### Instructions to follow:
Every line from the one that includes "Query: green lawn" to the end of the entries should be written out exactly, with the first and last included.

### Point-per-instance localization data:
---*---
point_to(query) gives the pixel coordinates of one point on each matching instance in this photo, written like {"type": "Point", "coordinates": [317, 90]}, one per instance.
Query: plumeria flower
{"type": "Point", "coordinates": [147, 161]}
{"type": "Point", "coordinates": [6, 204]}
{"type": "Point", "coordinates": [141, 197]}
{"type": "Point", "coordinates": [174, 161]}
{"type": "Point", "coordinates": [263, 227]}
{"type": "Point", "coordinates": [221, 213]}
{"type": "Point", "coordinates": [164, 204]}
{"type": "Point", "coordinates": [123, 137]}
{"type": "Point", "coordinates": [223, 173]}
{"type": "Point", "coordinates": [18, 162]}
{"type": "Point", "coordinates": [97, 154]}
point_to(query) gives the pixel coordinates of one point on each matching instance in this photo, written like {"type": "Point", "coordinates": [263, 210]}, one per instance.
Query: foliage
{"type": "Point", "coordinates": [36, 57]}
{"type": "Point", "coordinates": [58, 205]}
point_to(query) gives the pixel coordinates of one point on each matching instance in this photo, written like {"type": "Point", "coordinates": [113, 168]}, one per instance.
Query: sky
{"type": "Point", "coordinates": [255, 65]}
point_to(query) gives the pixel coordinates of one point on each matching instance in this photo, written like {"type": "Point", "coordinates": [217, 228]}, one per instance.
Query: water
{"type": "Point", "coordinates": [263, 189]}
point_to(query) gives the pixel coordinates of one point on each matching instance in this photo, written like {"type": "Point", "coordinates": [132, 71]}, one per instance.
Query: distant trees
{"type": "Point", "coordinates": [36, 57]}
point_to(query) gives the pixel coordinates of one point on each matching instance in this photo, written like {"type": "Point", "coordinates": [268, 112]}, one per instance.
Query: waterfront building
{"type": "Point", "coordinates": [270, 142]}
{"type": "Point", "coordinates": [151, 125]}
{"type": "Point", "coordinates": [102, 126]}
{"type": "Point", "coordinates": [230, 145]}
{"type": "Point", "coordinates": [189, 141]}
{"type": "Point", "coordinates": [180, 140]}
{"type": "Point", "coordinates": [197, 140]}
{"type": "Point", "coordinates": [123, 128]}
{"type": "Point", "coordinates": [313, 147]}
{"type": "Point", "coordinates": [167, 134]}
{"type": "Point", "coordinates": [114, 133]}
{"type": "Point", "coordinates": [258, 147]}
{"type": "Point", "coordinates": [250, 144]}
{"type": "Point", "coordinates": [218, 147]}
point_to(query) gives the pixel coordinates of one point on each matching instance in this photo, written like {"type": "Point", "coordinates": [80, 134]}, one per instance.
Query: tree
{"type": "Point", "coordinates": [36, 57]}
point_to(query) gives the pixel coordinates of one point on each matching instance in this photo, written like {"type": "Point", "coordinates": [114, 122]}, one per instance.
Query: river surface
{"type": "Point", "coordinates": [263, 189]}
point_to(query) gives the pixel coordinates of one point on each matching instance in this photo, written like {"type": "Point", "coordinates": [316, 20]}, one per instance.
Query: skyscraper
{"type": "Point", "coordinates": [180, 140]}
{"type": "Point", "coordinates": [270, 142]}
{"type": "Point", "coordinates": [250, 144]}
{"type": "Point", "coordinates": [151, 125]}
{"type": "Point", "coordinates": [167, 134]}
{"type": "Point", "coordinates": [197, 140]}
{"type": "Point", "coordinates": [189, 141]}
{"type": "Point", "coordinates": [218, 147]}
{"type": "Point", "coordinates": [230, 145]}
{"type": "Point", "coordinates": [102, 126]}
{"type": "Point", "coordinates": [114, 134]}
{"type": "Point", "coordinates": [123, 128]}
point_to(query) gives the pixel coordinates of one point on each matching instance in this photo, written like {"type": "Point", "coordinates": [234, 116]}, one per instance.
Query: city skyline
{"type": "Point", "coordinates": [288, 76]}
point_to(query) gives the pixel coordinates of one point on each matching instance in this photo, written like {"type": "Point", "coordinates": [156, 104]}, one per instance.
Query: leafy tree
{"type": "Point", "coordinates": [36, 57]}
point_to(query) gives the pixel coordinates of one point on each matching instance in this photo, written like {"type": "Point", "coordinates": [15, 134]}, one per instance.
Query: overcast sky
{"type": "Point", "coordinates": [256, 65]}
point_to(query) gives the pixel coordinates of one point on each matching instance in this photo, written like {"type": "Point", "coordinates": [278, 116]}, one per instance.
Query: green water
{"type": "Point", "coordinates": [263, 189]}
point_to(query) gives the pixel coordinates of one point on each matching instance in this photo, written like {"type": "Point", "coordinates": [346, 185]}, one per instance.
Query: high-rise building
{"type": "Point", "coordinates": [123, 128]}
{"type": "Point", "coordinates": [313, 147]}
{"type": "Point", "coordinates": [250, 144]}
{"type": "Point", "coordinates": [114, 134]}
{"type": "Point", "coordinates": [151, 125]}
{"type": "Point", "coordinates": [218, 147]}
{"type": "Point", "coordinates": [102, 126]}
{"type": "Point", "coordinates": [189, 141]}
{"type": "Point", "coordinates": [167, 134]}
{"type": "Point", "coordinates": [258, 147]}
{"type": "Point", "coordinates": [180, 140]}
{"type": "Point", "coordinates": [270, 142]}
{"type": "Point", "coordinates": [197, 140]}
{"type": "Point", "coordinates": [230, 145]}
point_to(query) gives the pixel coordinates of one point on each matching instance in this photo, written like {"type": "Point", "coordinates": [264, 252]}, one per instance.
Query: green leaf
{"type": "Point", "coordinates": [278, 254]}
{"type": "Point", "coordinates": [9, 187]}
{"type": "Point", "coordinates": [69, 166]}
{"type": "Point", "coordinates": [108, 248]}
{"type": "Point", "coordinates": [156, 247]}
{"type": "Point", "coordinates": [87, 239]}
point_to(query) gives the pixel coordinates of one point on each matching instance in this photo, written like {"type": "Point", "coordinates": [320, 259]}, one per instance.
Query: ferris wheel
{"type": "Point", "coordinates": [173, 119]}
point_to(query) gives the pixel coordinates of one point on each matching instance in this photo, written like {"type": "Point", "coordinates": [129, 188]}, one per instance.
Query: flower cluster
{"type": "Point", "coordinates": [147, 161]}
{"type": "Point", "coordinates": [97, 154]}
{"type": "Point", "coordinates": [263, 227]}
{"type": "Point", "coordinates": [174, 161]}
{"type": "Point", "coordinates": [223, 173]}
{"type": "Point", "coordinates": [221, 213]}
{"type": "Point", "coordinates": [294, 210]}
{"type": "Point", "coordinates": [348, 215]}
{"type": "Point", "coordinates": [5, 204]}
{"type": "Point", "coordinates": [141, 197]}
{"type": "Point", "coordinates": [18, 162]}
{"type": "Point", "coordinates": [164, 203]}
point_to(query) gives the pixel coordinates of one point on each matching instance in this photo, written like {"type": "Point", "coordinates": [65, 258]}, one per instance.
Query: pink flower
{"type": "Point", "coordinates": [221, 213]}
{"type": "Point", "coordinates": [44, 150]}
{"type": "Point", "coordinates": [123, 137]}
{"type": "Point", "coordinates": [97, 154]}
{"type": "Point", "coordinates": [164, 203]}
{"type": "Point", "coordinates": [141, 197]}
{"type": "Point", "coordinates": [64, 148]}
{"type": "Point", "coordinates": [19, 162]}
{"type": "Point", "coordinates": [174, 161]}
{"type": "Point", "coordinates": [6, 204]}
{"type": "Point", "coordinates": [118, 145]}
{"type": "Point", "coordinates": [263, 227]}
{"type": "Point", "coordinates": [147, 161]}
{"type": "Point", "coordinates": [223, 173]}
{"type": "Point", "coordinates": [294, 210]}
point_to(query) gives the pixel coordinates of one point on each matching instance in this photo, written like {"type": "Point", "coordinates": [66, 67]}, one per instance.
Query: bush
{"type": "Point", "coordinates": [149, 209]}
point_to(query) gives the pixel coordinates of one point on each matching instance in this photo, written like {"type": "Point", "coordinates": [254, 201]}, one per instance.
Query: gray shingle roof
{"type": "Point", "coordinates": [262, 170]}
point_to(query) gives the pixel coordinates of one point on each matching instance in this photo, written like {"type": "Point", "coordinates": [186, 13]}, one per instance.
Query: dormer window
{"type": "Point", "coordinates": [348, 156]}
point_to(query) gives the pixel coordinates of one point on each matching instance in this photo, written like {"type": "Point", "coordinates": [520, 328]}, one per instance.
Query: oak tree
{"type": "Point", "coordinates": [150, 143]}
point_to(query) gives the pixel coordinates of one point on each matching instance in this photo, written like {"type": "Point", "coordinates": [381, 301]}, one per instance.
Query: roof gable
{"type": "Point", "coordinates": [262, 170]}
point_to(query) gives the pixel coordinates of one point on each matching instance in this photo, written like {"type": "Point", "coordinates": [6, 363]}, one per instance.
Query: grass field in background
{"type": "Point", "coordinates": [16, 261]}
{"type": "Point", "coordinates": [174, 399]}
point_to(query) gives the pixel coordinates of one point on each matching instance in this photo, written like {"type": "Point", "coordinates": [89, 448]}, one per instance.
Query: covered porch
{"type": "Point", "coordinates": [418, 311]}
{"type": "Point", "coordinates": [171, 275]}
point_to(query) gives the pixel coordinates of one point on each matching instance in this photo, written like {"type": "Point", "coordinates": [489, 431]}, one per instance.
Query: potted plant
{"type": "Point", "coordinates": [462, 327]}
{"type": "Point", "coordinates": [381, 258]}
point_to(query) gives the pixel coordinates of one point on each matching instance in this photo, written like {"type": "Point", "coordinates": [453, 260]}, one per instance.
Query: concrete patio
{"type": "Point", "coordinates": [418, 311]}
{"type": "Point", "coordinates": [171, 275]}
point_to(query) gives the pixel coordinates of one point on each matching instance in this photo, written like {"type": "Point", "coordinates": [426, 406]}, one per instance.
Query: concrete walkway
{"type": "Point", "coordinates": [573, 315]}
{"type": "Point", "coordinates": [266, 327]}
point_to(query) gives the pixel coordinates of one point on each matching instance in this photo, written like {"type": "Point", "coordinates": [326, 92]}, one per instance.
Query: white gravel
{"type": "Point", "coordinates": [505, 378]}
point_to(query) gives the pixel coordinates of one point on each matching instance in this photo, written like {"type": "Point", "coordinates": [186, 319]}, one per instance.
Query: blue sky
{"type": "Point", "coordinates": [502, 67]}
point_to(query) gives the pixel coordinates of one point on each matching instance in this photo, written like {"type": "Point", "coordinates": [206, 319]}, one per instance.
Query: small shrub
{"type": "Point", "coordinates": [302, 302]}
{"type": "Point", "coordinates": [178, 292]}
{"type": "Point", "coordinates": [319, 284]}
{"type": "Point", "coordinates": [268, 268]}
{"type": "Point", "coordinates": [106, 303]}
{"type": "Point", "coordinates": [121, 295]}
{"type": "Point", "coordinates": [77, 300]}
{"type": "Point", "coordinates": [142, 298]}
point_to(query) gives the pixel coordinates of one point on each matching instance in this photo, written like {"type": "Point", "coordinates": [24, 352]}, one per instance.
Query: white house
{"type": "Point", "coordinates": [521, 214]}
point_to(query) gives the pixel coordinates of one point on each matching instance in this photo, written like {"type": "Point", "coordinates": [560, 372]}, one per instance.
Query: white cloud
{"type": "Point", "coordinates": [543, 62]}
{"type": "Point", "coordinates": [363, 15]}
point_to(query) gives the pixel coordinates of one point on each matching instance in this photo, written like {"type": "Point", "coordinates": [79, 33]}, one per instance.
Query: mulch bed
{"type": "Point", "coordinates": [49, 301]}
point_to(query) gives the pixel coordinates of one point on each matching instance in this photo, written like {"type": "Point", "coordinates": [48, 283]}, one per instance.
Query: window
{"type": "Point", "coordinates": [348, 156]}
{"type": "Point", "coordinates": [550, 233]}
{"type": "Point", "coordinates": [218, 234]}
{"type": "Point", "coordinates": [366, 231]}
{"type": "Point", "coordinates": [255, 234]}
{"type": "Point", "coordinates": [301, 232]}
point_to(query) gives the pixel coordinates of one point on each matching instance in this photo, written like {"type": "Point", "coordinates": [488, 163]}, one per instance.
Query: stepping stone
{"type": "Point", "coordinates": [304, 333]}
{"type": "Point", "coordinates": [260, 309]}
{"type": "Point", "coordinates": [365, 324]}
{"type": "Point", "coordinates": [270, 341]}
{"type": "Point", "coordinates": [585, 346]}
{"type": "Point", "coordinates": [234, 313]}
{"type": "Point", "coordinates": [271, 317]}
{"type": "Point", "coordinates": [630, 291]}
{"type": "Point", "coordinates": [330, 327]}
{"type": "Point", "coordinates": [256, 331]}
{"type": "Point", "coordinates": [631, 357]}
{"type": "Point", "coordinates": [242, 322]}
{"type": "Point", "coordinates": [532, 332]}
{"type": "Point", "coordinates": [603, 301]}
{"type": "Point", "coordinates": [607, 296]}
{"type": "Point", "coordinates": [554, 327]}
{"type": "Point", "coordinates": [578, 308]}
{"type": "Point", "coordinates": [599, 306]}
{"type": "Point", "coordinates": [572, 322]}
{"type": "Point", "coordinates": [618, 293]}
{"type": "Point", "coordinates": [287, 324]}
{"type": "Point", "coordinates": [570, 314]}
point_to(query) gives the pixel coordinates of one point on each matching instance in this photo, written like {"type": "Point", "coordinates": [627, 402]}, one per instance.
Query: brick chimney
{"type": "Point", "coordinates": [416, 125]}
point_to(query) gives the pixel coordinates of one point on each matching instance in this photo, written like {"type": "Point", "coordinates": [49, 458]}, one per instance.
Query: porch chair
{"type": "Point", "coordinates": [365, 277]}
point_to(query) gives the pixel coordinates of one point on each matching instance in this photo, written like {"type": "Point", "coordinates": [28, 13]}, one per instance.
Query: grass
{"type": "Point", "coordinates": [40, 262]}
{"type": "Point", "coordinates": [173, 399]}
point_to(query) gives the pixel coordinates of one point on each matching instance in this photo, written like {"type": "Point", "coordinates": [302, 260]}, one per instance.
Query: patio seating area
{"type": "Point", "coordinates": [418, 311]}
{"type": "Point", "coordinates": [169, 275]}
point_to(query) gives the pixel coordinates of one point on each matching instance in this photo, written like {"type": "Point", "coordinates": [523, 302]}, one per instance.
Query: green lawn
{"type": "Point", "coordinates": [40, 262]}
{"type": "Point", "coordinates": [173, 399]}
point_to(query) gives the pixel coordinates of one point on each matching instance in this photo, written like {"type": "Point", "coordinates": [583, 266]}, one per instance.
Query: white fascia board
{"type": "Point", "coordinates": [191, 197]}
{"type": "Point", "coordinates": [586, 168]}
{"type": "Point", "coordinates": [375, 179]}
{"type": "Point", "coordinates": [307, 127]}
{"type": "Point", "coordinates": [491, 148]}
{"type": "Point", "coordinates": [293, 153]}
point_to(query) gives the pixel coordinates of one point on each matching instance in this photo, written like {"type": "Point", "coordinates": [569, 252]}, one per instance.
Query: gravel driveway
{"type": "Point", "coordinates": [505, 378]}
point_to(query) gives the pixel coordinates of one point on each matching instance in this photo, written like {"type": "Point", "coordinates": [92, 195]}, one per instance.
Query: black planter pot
---*---
### Answer section:
Query: green lawn
{"type": "Point", "coordinates": [40, 262]}
{"type": "Point", "coordinates": [173, 399]}
point_to(query) gives the pixel coordinates of one point on each matching instance in this photo, written like {"type": "Point", "coordinates": [583, 266]}, one per instance.
Query: white fascia board
{"type": "Point", "coordinates": [191, 197]}
{"type": "Point", "coordinates": [586, 168]}
{"type": "Point", "coordinates": [375, 179]}
{"type": "Point", "coordinates": [307, 127]}
{"type": "Point", "coordinates": [491, 148]}
{"type": "Point", "coordinates": [293, 153]}
point_to(query) gives the pixel coordinates of one point on each matching instance in this photo, written like {"type": "Point", "coordinates": [569, 252]}, one per instance.
Query: gravel driveway
{"type": "Point", "coordinates": [505, 378]}
point_to(query) gives the pixel coordinates of one point on each matching instance in this photo, written like {"type": "Point", "coordinates": [92, 195]}, one per instance.
Query: black planter pot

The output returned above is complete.